# Given entries

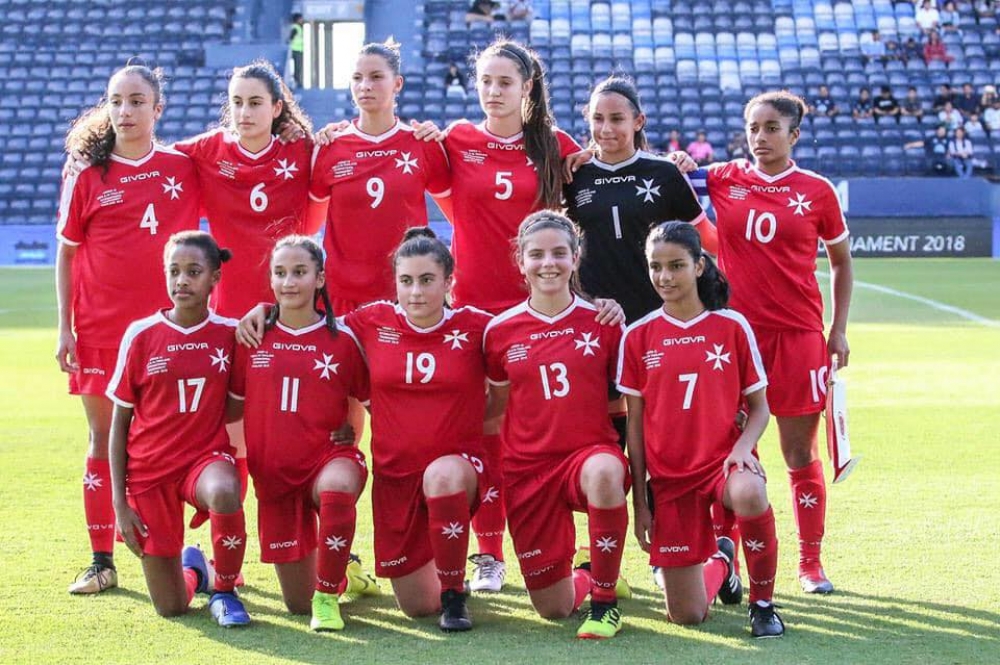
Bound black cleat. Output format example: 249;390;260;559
715;536;743;605
438;589;472;633
749;603;785;640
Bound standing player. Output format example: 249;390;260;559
107;231;250;628
232;236;368;631
680;92;854;593
56;65;198;593
345;228;497;631
618;222;784;638
483;211;629;639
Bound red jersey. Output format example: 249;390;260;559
174;128;312;317
344;302;493;476
232;320;368;500
483;297;624;469
107;310;237;494
444;120;580;312
56;145;199;349
708;159;848;332
309;120;449;302
618;308;767;496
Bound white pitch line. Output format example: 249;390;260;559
816;271;1000;328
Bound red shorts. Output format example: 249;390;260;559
126;452;236;557
69;343;118;397
254;446;368;563
372;454;488;578
504;444;631;589
754;329;830;417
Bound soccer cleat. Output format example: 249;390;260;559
747;603;785;639
799;566;833;594
208;591;250;628
438;589;472;633
68;563;118;594
469;554;507;591
181;545;215;593
576;602;622;640
338;554;382;603
715;536;743;605
309;591;344;633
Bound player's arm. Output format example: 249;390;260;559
108;403;149;559
826;237;854;367
722;387;771;478
625;395;653;552
56;242;80;374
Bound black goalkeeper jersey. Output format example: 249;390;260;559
564;151;704;323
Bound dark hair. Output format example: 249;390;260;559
515;210;590;300
646;221;729;310
264;235;337;337
476;39;562;209
65;58;166;173
583;74;649;150
163;231;233;271
219;59;312;134
392;226;455;279
743;90;809;130
358;35;401;76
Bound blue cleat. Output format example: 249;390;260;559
208;591;250;628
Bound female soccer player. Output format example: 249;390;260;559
345;227;497;631
56;65;199;593
232;236;368;631
107;231;250;628
680;92;854;593
483;211;629;639
618;222;784;637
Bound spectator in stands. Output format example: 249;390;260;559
913;0;941;33
872;85;900;122
809;85;840;118
952;83;982;118
948;127;973;180
899;85;924;120
687;130;715;166
444;62;469;99
924;30;955;65
851;88;872;120
938;102;965;131
861;30;885;65
288;13;305;89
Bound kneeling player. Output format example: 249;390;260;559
233;236;374;631
107;231;250;627
618;222;784;638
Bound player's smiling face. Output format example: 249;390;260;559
229;76;284;143
164;245;219;311
396;255;452;328
646;242;705;314
271;245;326;314
107;74;163;149
587;92;646;164
351;55;403;113
476;55;531;120
517;229;580;296
746;102;799;175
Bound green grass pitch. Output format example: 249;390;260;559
0;259;1000;665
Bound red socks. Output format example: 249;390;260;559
427;492;469;592
788;460;826;571
738;506;778;604
208;508;247;593
587;504;628;603
83;457;115;555
472;434;507;561
316;492;357;594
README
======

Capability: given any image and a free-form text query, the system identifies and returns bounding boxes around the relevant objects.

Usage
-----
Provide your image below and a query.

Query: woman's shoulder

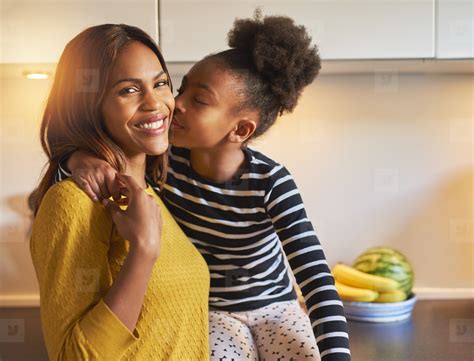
[38,179,105,217]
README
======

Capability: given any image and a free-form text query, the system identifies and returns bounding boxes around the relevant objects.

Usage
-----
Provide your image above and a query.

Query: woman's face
[170,59,242,149]
[102,41,174,157]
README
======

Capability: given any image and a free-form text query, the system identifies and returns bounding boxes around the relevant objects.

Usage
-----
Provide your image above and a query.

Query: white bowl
[343,293,416,322]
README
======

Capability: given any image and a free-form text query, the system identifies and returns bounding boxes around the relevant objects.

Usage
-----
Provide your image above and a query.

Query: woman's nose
[174,94,185,113]
[143,91,163,110]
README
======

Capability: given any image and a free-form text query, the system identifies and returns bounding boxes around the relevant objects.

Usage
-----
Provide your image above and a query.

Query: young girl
[30,25,209,361]
[60,15,350,361]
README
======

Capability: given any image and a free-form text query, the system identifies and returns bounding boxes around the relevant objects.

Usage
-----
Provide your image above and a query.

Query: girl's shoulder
[244,147,290,178]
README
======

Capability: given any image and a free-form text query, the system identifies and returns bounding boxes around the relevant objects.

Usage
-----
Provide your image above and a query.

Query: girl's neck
[124,154,147,188]
[190,148,245,183]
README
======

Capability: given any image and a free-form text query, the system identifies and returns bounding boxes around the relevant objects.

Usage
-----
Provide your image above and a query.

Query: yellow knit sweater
[30,180,209,361]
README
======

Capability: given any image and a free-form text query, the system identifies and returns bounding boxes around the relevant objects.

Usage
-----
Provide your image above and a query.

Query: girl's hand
[102,173,163,260]
[67,150,120,202]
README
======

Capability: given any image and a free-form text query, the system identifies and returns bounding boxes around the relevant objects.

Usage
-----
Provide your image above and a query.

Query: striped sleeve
[264,165,351,361]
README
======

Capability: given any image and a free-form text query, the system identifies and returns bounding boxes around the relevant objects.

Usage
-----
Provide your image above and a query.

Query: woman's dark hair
[30,24,171,214]
[205,9,321,137]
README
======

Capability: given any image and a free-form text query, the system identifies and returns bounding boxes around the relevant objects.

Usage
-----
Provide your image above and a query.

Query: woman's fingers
[102,198,123,223]
[76,180,99,202]
[104,168,123,201]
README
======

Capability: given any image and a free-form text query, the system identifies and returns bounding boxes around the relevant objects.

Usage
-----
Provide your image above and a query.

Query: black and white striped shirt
[159,147,350,361]
[59,147,350,361]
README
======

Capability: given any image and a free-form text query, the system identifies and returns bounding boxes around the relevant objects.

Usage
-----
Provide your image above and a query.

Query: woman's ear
[228,118,257,143]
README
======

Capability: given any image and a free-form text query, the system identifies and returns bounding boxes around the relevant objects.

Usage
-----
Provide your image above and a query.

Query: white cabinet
[160,0,435,61]
[0,0,158,63]
[436,0,474,59]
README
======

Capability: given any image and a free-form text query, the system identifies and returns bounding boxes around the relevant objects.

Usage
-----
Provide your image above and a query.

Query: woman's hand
[102,173,163,260]
[67,150,120,202]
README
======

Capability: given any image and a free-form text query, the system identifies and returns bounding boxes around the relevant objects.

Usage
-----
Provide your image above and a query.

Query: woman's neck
[124,154,147,188]
[190,148,245,183]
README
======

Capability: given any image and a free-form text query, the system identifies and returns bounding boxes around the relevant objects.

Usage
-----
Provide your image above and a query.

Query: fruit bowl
[343,293,416,323]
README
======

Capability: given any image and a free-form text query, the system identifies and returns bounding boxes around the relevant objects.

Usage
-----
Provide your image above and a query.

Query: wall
[0,65,474,305]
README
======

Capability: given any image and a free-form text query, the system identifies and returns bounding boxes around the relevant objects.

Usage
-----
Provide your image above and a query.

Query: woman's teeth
[138,119,163,129]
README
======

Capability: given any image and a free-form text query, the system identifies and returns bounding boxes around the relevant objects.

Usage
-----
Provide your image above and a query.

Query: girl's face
[102,41,174,157]
[170,59,242,149]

# Stated exercise
Print every line of the records above verbatim, leaving out the pictures.

# Task output
Bound black cleat. Output format example: 249;390;260;559
715;536;743;605
438;589;472;633
749;603;785;640
Bound standing player. Output format example: 249;390;260;559
107;231;250;628
232;236;368;631
680;92;854;593
56;65;198;593
345;228;497;631
618;222;784;638
483;211;629;639
Bound red jersey. Output format example: 249;390;260;559
174;128;312;317
344;302;493;476
232;320;368;500
483;297;624;469
107;310;237;494
444;120;580;312
56;145;199;349
708;159;848;332
309;120;449;302
618;308;767;496
Bound white pitch line. Output format example: 249;390;260;559
816;271;1000;328
Bound red shorts. Output format example: 249;390;260;559
126;452;236;557
69;343;118;397
254;446;368;563
372;454;488;578
504;444;631;589
754;329;830;417
Bound soccer cleat. Output format example: 249;390;260;559
747;603;785;639
799;566;833;594
208;591;250;628
438;589;472;633
68;563;118;594
469;554;507;591
181;545;215;593
576;602;622;640
338;554;382;603
715;536;743;605
309;591;344;633
Bound player's arm. Output format example: 249;390;260;559
108;403;149;559
826;237;854;367
722;387;771;478
625;395;653;552
56;242;80;374
Bound black goalkeeper jersey. Output format example: 249;390;260;559
564;151;704;323
Bound dark hair. Output format example: 249;390;260;559
515;210;590;300
646;221;729;310
264;235;337;337
476;39;562;209
65;58;166;173
583;74;649;150
163;231;233;271
219;59;312;134
392;226;455;279
743;90;809;130
358;35;401;76
Bound blue cleat. Output format example: 249;390;260;559
208;591;250;628
Bound female soccer player. Output format example: 249;390;260;559
345;227;497;631
56;65;199;593
232;236;368;631
107;231;250;628
680;92;854;593
483;211;629;639
618;222;784;637
Bound spectator in stands. Output format example: 249;390;260;559
913;0;941;33
872;85;900;122
809;85;840;118
952;83;982;118
948;127;973;180
899;85;924;120
687;130;715;166
444;62;469;99
924;30;955;65
851;88;872;120
938;102;965;131
861;30;885;65
288;13;305;89
Bound kneeling player. Output format example: 249;390;260;559
233;236;374;631
107;231;250;627
618;222;784;638
Bound player's smiling face. Output format example: 249;390;260;559
229;76;284;143
164;245;219;311
396;255;452;328
646;242;705;314
271;245;326;314
107;74;163;149
587;92;646;164
351;55;403;113
476;55;531;120
517;229;580;296
746;102;799;175
Bound green grass pitch. Output format example: 249;390;260;559
0;259;1000;665
Bound red socks. Output format example: 249;390;260;559
427;492;469;592
788;460;826;571
738;506;778;604
208;508;247;593
587;504;628;603
83;457;115;555
472;434;507;561
316;492;357;594
README
======

Capability: given any image and a free-form text query, the system identifies and returns bounding boxes around the relevant objects.

Usage
-----
Provide your image below and a query.

Query: woman's shoulder

[38,179,105,217]
README
======

Capability: given any image and a free-form text query, the system identifies and returns bounding boxes around the relevant objects.

Usage
-----
Provide your image above and a query.

Query: woman's face
[170,59,242,149]
[102,41,174,157]
README
======

Capability: given any image and a free-form text query, the system identifies and returns bounding boxes around the relevant objects.

Usage
-----
Provide your image above and a query.

Query: white bowl
[343,293,416,322]
README
======

Capability: given any image and a free-form text query, the system identifies and returns bounding boxes around the relevant objects.

Usage
-----
Provide your image above and a query.

Query: woman's nose
[174,94,185,113]
[143,91,163,110]
README
======

Capability: given any image and a free-form text query, the system identifies and returns bounding boxes around the relevant objects.

Usage
-----
Provide your image above and a query.

Query: young girl
[30,25,209,361]
[60,15,350,361]
README
======

Capability: given any image and a free-form text query, the system identifies and returns bounding boxes around the relevant objects.

Usage
-----
Provide your image above and a query.

Query: girl's shoulder
[244,147,290,178]
README
======

Capability: given any image and a free-form text query, the system identifies and returns bounding boxes around the relevant objects.

Usage
-----
Provide your image above and a query.

Query: girl's neck
[124,154,147,188]
[190,148,245,183]
README
======

Capability: given any image and a free-form text query, the system identifies and returns bounding boxes around the relevant objects.

Usage
-----
Provide your image above and a query.

Query: yellow knit sweater
[30,180,209,361]
README
======

Capability: given any image and a free-form text query, the system identifies and returns bounding boxes around the relevant objects.

Usage
-----
Provide your image above and a query.

Query: girl's hand
[102,173,163,260]
[67,150,120,202]
README
======

Capability: given any image and a free-form text query, the system identifies and returns bounding boxes around the relevant objects.

Usage
-----
Provide your image above and a query.

Query: striped sleeve
[264,165,351,361]
README
======

Capability: given any image and a free-form text query, the system identifies and returns bounding boxes around the relevant objects.

Usage
-----
Provide your image above and a query.

Query: woman's dark hair
[30,24,171,214]
[205,9,321,137]
README
======

Capability: given any image and a free-form text query, the system identifies and returns bounding boxes around the relevant objects.

Usage
-----
Provide your image above and a query.

Query: woman's fingers
[102,198,123,223]
[76,180,99,202]
[104,168,123,201]
README
======

Capability: given any image and a free-form text query, the system identifies and returns bounding boxes around the relevant objects.

Usage
-----
Provide your image above and a query.

Query: black and white striped shirt
[159,147,350,361]
[59,147,350,361]
README
======

Capability: given any image and a free-form text query, the system identifies and returns bounding boxes around the relevant objects.

Usage
-----
Provide your image above and a query.

Query: woman's ear
[228,118,257,143]
README
======

Capability: given any image and a free-form text query, the system identifies and returns bounding boxes around the relevant objects.

Usage
-----
Provide your image above and a query.

Query: white cabinet
[160,0,435,61]
[0,0,158,63]
[436,0,474,59]
README
======

Capability: given any image and a free-form text query, the system identifies and returns bounding boxes around the relevant objects.

Usage
-----
Provide your image above and a query.

Query: woman's hand
[102,173,163,260]
[67,150,120,202]
README
======

Capability: given any image and a free-form text query, the system identifies and returns bounding boxes around the relevant objects.

Usage
-----
Provide your image above and a query.

Query: woman's neck
[124,154,147,188]
[190,148,245,183]
README
======

Capability: given any image and a free-form text query, the system identifies and returns bounding boxes around the relevant objects.

Usage
-----
Provide your image above and a query.

Query: fruit bowl
[343,293,416,323]
README
======

Capability: given any image and a free-form text query, the system identifies and returns bounding boxes around the relevant objects.

Usage
-----
Provide your image above and a query.

Query: wall
[0,65,474,305]
README
======

Capability: given any image and a free-form text query, the system identifies and returns bounding boxes around the relevant objects.

Usage
-----
Provide your image above and a query.

Query: woman's teeth
[138,119,163,129]
README
======

Capability: given any image and a free-form text query, the system identifies and returns bounding boxes around the relevant objects.

Usage
-----
Provide your image above and a query.

Query: girl's face
[102,41,174,157]
[170,59,242,149]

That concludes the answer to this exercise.